→ **EXERCISE GOAL**
Render every line of the material below as a Markdown table with the columns "Row" and "Line," numbering the rows and skipping any blank lines.

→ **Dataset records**
□ □ □ □ □ □ □
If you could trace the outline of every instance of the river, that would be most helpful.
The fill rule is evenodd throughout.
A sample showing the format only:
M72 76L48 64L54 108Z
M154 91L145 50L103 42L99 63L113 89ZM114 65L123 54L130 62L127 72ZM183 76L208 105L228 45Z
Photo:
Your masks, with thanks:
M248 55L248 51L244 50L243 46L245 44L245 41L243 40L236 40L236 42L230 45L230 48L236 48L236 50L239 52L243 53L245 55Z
□ □ □ □ □ □ □
→ **RESPONSE TO THE TASK**
| Row | Line |
|---|---|
| 1 | If you could trace the outline of every instance of the river, that would be most helpful. |
| 2 | The fill rule is evenodd throughout. |
| 3 | A sample showing the format only: |
| 4 | M72 76L48 64L54 108Z |
| 5 | M154 91L145 50L103 42L99 63L113 89ZM114 65L123 54L130 62L127 72ZM183 76L208 105L228 45Z |
| 6 | Photo: |
| 7 | Your masks, with thanks: |
| 8 | M248 55L248 51L244 50L243 46L245 44L245 41L243 40L236 40L236 42L230 45L230 48L236 48L236 50L239 52L243 53L245 55Z |